→ To-do list
(a) In the post below about attacks on AES, what should happen to a cipher whose functions show obvious sparsity or patterns in the distribution of monomials?
(b) Copy the passage of the post below about attacks on AES from "Status of attacks" to "are found yet.", word for word.

Status of attacks on AES?
Marcos el Ruptor
Ruptor at cryptolib.com
Wed Jun 7 16:02:35 EDT 2006
> Right. But can you explain *why* you strongly believe in it?
In the last 10 years it never failed to tell the difference between good and
bad ciphers. The only thing that makes it controversial is its ability to
detect flaws in ciphers believed to be strong simply because no attacks
against them are found yet.
We do not believe in the approach "if no one broke it in N years, then
accept it as secure until they do" alone. We believe in combining it with
studying algebraic structure of the resulting functions from every angle
with automated tools, and if they display obvious sparsity or patterns in
the distribution of monomials of any algebraic degree, or if the size/output
or size/security proportions are too low, or if too many rounds are required
for a change to make those functions different in a way indistinguishable
from random (slow avalanche of change as we see it), the cipher should be
discarded even if no one can find a way to break it.

→ Dataset content
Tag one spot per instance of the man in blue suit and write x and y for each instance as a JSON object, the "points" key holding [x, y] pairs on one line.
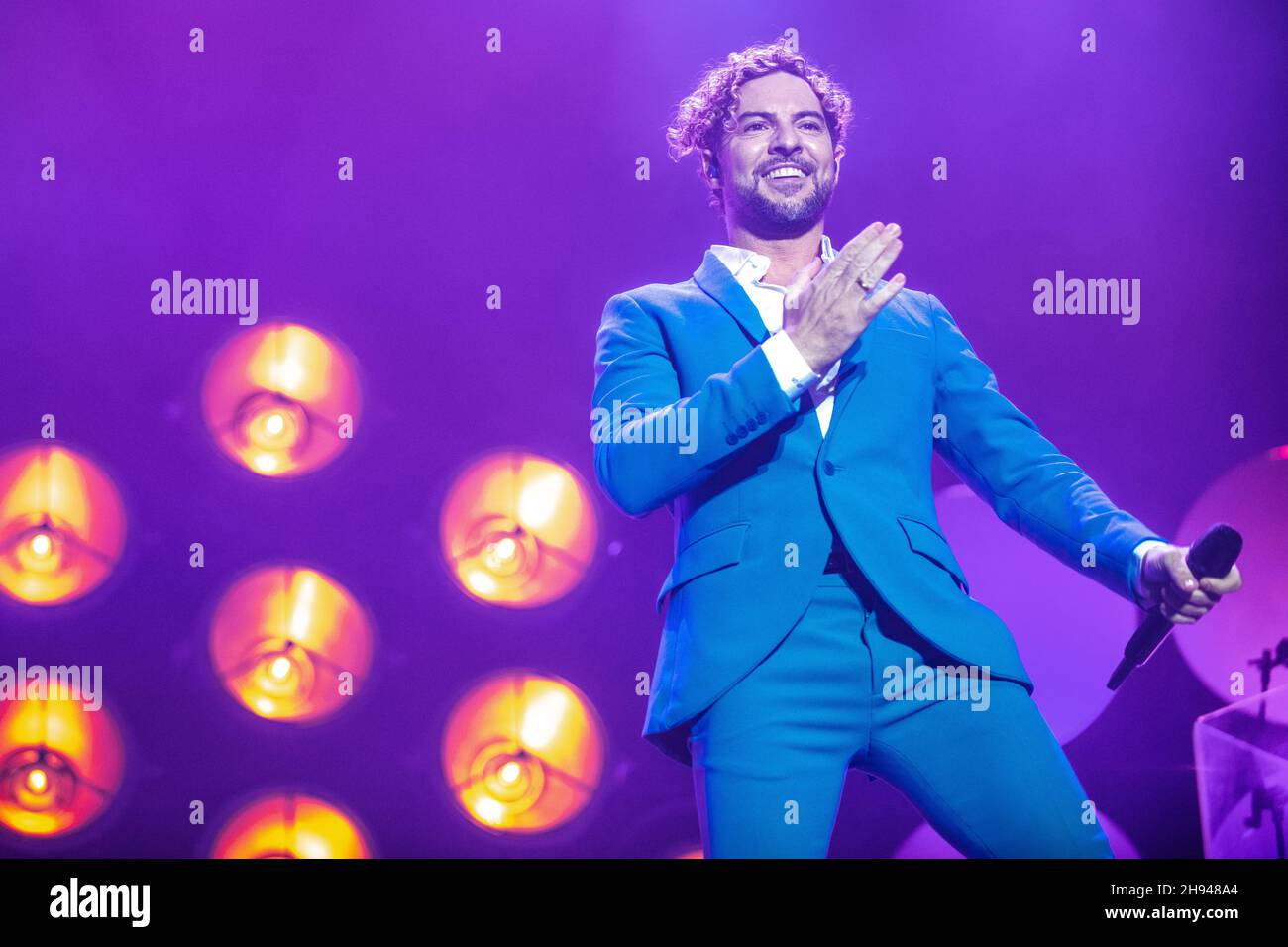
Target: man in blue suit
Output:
{"points": [[784, 405]]}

→ Written responses
(a) It should be discarded, even if no one can find a way to break it.

(b)
Status of attacks on AES?
Marcos el Ruptor
Ruptor at cryptolib.com
Wed Jun 7 16:02:35 EDT 2006
> Right. But can you explain *why* you strongly believe in it?
In the last 10 years it never failed to tell the difference between good and
bad ciphers. The only thing that makes it controversial is its ability to
detect flaws in ciphers believed to be strong simply because no attacks
against them are found yet.